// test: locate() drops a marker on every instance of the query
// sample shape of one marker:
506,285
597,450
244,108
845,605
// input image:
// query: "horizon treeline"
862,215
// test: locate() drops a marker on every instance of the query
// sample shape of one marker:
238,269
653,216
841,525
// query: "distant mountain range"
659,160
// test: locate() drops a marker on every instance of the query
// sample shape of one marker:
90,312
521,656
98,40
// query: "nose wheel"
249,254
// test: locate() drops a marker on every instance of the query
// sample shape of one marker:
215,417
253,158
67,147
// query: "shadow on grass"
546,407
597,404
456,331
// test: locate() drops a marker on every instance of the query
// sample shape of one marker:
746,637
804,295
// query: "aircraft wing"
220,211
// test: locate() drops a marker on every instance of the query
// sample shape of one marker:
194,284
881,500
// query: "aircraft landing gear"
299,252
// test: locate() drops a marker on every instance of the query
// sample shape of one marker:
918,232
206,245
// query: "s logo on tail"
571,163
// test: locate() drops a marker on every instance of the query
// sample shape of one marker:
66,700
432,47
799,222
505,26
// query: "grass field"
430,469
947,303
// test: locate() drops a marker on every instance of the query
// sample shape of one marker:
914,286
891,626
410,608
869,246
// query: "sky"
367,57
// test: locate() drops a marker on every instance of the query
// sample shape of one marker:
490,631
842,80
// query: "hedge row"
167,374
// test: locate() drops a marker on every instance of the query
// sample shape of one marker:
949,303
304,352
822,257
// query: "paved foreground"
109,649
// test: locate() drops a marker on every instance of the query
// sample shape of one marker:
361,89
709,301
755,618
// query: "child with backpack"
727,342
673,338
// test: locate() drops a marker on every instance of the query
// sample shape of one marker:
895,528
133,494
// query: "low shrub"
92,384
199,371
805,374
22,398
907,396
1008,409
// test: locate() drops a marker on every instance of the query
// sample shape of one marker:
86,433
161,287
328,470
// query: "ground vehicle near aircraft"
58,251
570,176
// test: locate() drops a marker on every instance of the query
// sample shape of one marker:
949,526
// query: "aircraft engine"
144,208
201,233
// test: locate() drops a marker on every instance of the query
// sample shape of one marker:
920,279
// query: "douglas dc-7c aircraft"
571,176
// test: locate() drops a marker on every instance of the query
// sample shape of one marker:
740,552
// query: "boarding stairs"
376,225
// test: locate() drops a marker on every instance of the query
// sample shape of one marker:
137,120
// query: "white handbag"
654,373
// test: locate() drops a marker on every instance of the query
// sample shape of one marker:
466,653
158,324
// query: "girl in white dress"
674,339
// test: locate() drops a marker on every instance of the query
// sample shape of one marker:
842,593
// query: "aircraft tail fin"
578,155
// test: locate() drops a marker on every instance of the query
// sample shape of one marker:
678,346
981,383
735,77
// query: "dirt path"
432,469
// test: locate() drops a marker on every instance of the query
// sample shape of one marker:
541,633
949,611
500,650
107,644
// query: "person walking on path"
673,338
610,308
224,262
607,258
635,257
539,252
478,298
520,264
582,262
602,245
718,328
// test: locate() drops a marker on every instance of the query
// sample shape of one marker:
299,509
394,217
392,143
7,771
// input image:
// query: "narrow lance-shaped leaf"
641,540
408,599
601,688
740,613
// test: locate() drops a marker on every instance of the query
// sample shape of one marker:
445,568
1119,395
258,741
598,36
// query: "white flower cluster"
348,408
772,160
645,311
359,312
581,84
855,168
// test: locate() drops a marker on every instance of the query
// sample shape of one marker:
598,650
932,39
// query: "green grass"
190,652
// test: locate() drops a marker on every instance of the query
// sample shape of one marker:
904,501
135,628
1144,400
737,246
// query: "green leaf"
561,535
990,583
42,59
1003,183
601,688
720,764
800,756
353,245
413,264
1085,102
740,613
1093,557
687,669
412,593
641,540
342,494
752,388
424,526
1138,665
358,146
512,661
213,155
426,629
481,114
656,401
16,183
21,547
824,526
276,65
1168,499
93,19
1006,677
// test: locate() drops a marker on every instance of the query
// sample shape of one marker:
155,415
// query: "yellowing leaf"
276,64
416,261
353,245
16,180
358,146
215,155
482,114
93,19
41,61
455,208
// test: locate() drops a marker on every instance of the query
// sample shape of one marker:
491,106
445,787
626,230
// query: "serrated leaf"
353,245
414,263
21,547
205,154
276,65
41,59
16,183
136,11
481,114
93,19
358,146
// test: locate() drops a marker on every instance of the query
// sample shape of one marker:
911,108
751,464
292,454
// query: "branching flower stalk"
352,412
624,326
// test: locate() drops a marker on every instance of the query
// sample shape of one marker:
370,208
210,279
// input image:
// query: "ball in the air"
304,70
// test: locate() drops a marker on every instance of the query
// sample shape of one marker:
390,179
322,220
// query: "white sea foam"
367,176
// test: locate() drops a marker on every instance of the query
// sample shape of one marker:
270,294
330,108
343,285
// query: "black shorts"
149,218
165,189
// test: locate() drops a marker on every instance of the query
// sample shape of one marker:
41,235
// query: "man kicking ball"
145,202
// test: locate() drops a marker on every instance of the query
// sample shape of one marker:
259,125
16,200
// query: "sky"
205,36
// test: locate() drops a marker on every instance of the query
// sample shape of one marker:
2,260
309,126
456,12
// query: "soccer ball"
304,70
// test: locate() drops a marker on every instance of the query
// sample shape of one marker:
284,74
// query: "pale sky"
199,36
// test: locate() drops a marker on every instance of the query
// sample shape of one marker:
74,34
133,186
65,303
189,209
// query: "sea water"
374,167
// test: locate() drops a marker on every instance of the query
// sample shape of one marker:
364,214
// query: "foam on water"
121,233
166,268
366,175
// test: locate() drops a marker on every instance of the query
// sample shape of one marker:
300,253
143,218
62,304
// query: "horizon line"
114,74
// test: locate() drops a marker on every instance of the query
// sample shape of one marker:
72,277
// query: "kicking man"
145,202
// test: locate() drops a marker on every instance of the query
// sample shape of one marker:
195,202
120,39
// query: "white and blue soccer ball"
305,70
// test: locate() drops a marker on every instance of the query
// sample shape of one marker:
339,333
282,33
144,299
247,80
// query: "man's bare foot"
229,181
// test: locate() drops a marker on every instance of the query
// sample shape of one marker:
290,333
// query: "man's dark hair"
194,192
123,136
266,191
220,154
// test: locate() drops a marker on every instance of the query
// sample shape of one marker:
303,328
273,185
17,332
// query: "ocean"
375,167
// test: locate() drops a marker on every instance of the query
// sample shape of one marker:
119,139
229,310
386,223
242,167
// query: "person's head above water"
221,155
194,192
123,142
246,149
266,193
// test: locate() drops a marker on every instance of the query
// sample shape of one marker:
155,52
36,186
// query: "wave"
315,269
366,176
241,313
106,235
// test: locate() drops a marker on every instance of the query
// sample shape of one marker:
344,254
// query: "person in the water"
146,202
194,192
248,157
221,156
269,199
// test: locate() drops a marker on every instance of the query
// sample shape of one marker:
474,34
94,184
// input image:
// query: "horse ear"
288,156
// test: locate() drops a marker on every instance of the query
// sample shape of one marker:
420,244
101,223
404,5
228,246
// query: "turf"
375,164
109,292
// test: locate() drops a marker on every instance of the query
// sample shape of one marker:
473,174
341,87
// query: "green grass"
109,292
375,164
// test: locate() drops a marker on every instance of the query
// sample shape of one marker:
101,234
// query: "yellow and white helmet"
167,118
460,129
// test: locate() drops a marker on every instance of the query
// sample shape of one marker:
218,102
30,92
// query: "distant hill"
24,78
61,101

═══

SET PROBLEM —
Copy out each line exactly as written.

OUTPUT BELOW —
// test: locate() drops a marker on every instance of the query
// sample shape of one marker:
506,285
597,450
244,108
845,605
// input image:
// query: "horizon treeline"
862,215
// test: locate() drops a marker on every instance of the query
// sample shape of one marker:
238,269
653,216
841,525
// query: "distant mountain range"
659,160
// test: locate() drops a marker on every instance of the query
// sample shape of one marker:
90,312
521,656
98,40
// query: "nose wheel"
249,254
// test: locate() drops a marker on every instance of the query
// sample shape of one marker:
215,417
253,158
67,147
// query: "shadow on grass"
546,407
597,404
456,331
// test: locate() drops a marker on every instance of the query
// sample shape of one marker:
746,637
804,295
// query: "aircraft wing"
220,211
// test: locate() drops a marker on every instance of the query
// sample shape of one marker:
194,284
881,500
// query: "aircraft landing gear"
299,252
// test: locate() drops a marker on every instance of the query
// sample shape of one marker:
918,232
206,245
// query: "s logo on tail"
571,163
// test: locate() drops a marker on every instance of the query
// sample shape of one marker:
66,700
432,47
799,222
505,26
// query: "grass field"
430,469
947,303
// test: locate() drops a marker on every instance of the query
// sample shape of one marker:
914,286
891,626
410,608
869,246
// query: "sky"
367,57
// test: locate() drops a marker on every instance of the query
// sample shape of one marker:
490,631
842,80
// query: "hedge row"
167,374
// test: locate() drops a marker on every instance of the query
// sample shape of one marker:
949,303
304,352
822,257
// query: "paved foreground"
109,649
// test: locate() drops a marker on every instance of the query
// sample shape of one marker:
361,89
709,301
755,618
// query: "child with backpack"
727,342
673,338
// test: locate() drops a marker on every instance of the query
// sample shape of one marker:
895,528
133,494
// query: "low shrub"
92,384
199,371
805,374
22,398
907,396
1008,409
// test: locate() drops a marker on every instance of the query
// sample shape of one marker:
86,433
161,287
328,470
// query: "ground vehicle near aircraft"
58,251
570,176
// test: locate() drops a marker on every instance of the query
// sample shape of one marker:
949,526
// query: "aircraft engine"
144,208
201,233
// test: locate() drops a marker on every instance of the query
// sample shape of one marker:
920,279
// query: "douglas dc-7c aircraft"
571,176
// test: locate() drops a marker on every instance of the query
// sample shape of one marker:
740,552
// query: "boarding stairs"
376,225
// test: locate() drops a marker on every instance of the query
// sample shape of one marker:
137,120
// query: "white handbag"
654,373
// test: locate() drops a marker on every instance of the query
// sample shape of one marker:
466,653
158,324
// query: "girl in white dress"
674,339
// test: locate() drops a marker on every instance of the query
// sample shape of one marker:
842,593
// query: "aircraft tail fin"
578,155
// test: locate() drops a marker on every instance of the query
// sample shape of one marker:
678,346
981,383
735,77
// query: "dirt path"
432,469
// test: locate() drops a marker on every instance of the query
// sample shape of one marker:
541,633
949,611
500,650
107,644
// query: "person walking on path"
673,338
610,308
224,262
607,258
635,257
539,252
478,298
520,264
582,262
602,245
718,328
// test: locate() drops a marker on every instance of the query
// sample shape of one marker:
299,509
394,217
392,143
7,771
// input image:
// query: "narrow lance-shaped leaf"
641,540
408,599
601,688
740,613
// test: locate() drops a marker on every instance of the query
// sample shape of one marker:
445,568
1119,395
258,741
598,36
// query: "white flower cluster"
348,408
772,160
645,311
359,312
581,84
855,168
// test: locate() drops a marker on every instance of the query
// sample shape of one marker:
598,650
932,39
// query: "green grass"
190,652
// test: locate() drops a marker on every instance of the query
// sample shape of one marker:
904,501
135,628
1144,400
737,246
// query: "green leaf"
561,535
990,583
42,59
1003,183
601,688
720,764
800,756
353,245
413,264
1085,102
740,613
1093,557
687,669
412,593
641,540
342,494
752,388
424,526
1138,665
358,146
512,661
213,155
426,629
481,114
656,401
16,183
21,547
824,526
276,65
1168,499
93,19
1006,677
// test: locate() drops a marker on every instance of the query
// sample shape of one marker:
155,415
// query: "yellowing leaf"
276,64
416,261
353,245
16,180
358,146
215,155
482,114
93,19
41,61
455,208
// test: locate() drops a marker on every instance of the query
// sample shape of one marker:
491,106
445,787
626,230
// query: "serrated leaf"
353,245
414,263
21,547
205,154
276,65
41,59
16,183
136,11
481,114
93,19
358,146
// test: locate() drops a marker on every instance of the query
// sample shape of one marker:
911,108
751,464
292,454
// query: "branching flower stalk"
352,412
624,326
// test: locate() drops a marker on every instance of the query
// sample shape of one marker:
370,208
210,279
// input image:
// query: "ball in the air"
304,70
// test: locate() drops a marker on every instance of the query
// sample shape of one marker:
390,179
322,220
// query: "white sea foam"
367,176
// test: locate() drops a marker on every instance of the query
// sample shape of one marker:
270,294
330,108
343,285
// query: "black shorts"
149,218
165,189
// test: locate() drops a marker on every instance of the query
// sample shape of one marker:
41,235
// query: "man kicking ball"
145,202
// test: locate() drops a marker on every instance of the query
// sample shape of one marker:
259,125
16,200
// query: "sky"
205,36
// test: locate() drops a marker on every instance of the query
// sample shape of one marker:
2,260
309,126
456,12
// query: "soccer ball"
304,70
// test: locate() drops a marker on every instance of the query
// sample shape of one marker:
284,74
// query: "pale sky"
199,36
// test: locate() drops a marker on every instance of the query
// sample shape of one marker:
74,34
133,186
65,303
189,209
// query: "sea water"
374,167
// test: locate() drops a marker on every instance of the query
// sample shape of one marker:
364,214
// query: "foam on water"
121,233
166,268
366,175
// test: locate() drops a marker on every instance of the query
// sample shape of one marker:
300,253
143,218
62,304
// query: "horizon line"
114,74
// test: locate() drops a marker on every instance of the query
// sample shape of one marker:
72,277
// query: "kicking man"
145,202
// test: locate() drops a marker on every instance of the query
// sample shape of one marker:
195,202
120,39
// query: "white and blue soccer ball"
305,70
// test: locate() drops a marker on every instance of the query
// sample shape of one marker:
339,333
282,33
144,299
247,80
// query: "man's bare foot"
229,181
// test: locate() drops a marker on every instance of the query
// sample shape of one marker:
290,333
// query: "man's dark hair"
194,192
123,136
266,191
220,154
// test: locate() drops a marker on every instance of the query
// sample shape of one marker:
303,328
273,185
17,332
// query: "ocean"
375,167
// test: locate() drops a marker on every instance of the query
// sample shape of one marker:
119,139
229,310
386,223
242,167
// query: "person's head above water"
221,155
194,192
123,142
246,149
266,193
// test: locate() drops a marker on every instance of the query
// sample shape of one marker:
155,52
36,186
// query: "wave"
315,269
366,176
241,313
106,235
// test: locate() drops a marker on every instance of the query
// sample shape of one marker:
344,254
// query: "person in the water"
146,202
194,192
248,157
221,156
269,199
// test: locate() drops a marker on every instance of the query
// sample shape of one marker:
474,34
94,184
// input image:
// query: "horse ear"
288,156
// test: locate() drops a marker on every instance of the query
// sample shape of one marker:
420,244
101,223
404,5
228,246
// query: "turf"
375,164
109,292
// test: locate() drops a marker on every instance of the query
// sample shape of one marker:
473,174
341,87
// query: "green grass"
109,292
375,164
// test: locate() drops a marker on every instance of the query
// sample shape of one marker:
101,234
// query: "yellow and white helmet"
167,118
460,129
// test: locate() drops a marker on every instance of the query
// sample shape of one marker:
218,102
30,92
// query: "distant hill"
24,78
61,101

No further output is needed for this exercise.